==== Passage ====
Build a KVM-QEMU Hypervisor on Ubuntu 16.04 Server

To implement Linux-based services in any modern infrastructure it is required that you have at least one available hypervisor to virtualize the workloads. If you're unclear as to what the role of a hypervisor is, please see the following video for further explanation:

In regards to linux-based Type I Hypervisors, there are two platforms that dominate the market; Xen and KVM. For this tutorial I am going to be focusing on the installation and configuration of KVM and QEMU on Ubuntu 16.04 LTS. While RHEL/CentOS are the most common choice of distribution for implementing a Hypervisor of this type (and there are numerous tutorials out there covering the process), I'm choosing to use Ubuntu because it is a favorite of many developers. By running KVM on your development machine instead of a more taxing Type II hypervisor like Virtualbox, you can improve overall performance and resource utilization.

Before we get started, there are several items of importance that you will need to note:

  • Your processor will have to be capable of virtualization, and if it is you will need to verify the capability is enabled in BIOS prior to installing/configuring your hypervisor.
  • You'll need adequate resources for running your virtual machines. Generally you will want the hardware you are installing your hypervisor on to have at least 8GB of memory, 4 CPU cores, and adequate storage for your hypervisor and virtual disks.
  • For reliability you will want to consider implementing some sort of redundancy on the physical volumes that store your virtual machines. This may be going as far as implementing hardware/software RAID, or at the very least backing up the storage to an external source.

For this tutorial I am using a Lenovo TS440 Thinkserver with a single quad core 3.4GHz Intel Xeon E3-1245 v3 processor and 24GB of ECC DDR3 memory. Storage on the server is configured in two RAID 1 arrays across four disks using the installed LSI SAS RAID controller. The first array is a pair of 250GB 7200rpm HDDs (/dev/sda), and the second array is a pair of 2 TB 7200rpm HDDs (/dev/sdb).

I am not going to cover the specifics on creating RAID volumes/arrays using the LSI controller. However, I will link information on doing so in the REFERENCES section at the bottom of this page. Also note that it is common practice to install to and boot your Hypervisor from either a USB drive or SD card. For this tutorial I am going to be installing the Hypervisor OS to the 250GB "sda" drive instead. I already have these drives installed and do not have another use planned for them at this time. In a regular production environment I would implement a different configuration that more closely follows and conforms to best practices.
====
• _Prompt A_: In the tutorial, what is the least amount of memory you'd generally want on the hardware you install the hypervisor on?
• _Prompt B_: Write out the tutorial from "Before we get" up to and including "an external source.", putting "VMs" in place of "virtual machines".
The stored records have nothing to do with this.
==== Supplied records ====
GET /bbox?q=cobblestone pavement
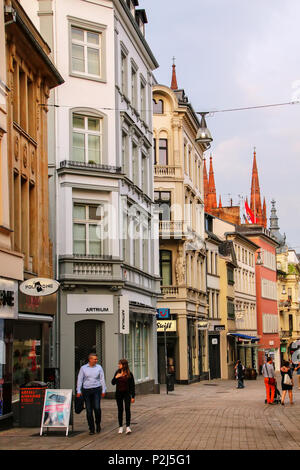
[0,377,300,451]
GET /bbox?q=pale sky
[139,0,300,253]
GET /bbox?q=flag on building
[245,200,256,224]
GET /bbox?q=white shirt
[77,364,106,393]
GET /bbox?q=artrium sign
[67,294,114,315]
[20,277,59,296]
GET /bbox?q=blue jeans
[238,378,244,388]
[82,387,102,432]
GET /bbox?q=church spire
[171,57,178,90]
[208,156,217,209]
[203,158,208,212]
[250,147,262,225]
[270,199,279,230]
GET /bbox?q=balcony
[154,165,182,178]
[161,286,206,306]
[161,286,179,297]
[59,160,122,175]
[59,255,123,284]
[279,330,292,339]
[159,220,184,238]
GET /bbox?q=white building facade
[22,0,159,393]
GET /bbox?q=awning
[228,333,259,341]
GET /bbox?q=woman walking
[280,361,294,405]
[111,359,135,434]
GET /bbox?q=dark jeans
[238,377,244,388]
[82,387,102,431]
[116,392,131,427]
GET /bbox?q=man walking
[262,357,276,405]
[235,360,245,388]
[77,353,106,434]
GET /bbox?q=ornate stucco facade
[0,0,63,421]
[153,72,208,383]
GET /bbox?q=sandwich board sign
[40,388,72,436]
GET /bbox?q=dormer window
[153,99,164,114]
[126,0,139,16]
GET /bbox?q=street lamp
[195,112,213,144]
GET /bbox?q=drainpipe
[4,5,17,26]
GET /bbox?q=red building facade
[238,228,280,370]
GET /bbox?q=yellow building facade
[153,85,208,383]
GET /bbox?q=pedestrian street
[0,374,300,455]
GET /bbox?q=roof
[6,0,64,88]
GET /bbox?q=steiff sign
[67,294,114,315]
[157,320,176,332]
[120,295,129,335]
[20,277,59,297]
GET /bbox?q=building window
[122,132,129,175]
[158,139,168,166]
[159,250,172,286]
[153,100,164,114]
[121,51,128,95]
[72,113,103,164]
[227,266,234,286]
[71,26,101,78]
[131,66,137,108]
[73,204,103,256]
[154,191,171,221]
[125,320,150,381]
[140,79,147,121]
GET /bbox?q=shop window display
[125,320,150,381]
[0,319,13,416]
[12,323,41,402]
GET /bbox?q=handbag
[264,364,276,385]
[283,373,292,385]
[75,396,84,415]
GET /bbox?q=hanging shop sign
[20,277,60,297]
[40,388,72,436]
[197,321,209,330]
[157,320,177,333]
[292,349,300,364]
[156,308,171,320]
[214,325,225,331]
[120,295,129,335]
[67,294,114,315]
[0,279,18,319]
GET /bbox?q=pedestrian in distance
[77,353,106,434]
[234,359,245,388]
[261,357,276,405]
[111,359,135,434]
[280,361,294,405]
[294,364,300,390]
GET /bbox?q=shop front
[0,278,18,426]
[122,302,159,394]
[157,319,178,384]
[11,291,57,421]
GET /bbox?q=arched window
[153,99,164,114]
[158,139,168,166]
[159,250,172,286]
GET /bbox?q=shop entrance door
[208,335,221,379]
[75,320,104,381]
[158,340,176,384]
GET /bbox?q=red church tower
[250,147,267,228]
====
==== Supplied records ====
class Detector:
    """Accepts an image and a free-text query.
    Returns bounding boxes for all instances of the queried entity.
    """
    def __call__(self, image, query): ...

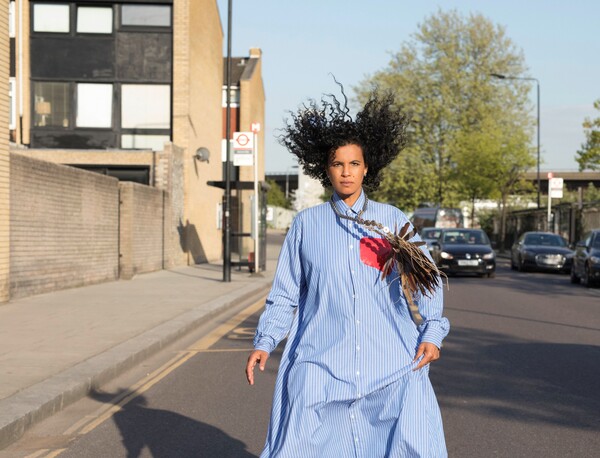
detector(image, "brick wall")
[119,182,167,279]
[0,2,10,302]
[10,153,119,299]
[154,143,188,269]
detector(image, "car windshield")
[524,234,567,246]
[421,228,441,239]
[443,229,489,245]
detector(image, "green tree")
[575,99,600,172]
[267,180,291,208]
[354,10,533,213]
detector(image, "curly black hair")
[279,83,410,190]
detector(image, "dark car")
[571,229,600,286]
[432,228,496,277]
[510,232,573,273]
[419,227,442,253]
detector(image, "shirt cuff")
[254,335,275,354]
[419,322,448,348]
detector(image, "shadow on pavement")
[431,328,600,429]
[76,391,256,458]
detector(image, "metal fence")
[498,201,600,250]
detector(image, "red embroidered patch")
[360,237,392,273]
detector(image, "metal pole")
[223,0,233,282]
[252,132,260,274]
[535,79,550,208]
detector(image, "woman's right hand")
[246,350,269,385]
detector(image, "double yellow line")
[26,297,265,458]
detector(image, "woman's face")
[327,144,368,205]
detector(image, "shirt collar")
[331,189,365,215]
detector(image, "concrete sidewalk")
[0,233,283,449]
====
==== Supplied records ====
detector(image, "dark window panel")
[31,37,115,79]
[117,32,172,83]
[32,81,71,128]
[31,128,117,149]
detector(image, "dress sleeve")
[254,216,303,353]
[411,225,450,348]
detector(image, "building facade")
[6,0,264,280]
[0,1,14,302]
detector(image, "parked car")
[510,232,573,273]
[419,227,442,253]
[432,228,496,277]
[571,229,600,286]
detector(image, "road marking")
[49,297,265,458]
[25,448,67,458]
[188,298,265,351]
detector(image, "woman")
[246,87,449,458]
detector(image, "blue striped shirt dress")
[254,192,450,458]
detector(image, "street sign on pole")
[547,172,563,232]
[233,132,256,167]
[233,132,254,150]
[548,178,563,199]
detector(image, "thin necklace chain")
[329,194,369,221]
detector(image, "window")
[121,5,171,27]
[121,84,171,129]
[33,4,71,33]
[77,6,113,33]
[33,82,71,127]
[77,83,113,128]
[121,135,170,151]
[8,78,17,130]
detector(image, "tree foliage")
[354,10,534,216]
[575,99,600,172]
====
• _Task result A_: At least 8GB.

• _Task result B_:
Before we get started, there are several items of importance that you will need to note:

  • Your processor will have to be capable of virtualization, and if it is you will need to verify the capability is enabled in BIOS prior to installing/configuring your hypervisor.
  • You'll need adequate resources for running your VMs. Generally you will want the hardware you are installing your hypervisor on to have at least 8GB of memory, 4 CPU cores, and adequate storage for your hypervisor and virtual disks.
  • For reliability you will want to consider implementing some sort of redundancy on the physical volumes that store your VMs. This may be going as far as implementing hardware/software RAID, or at the very least backing up the storage to an external source.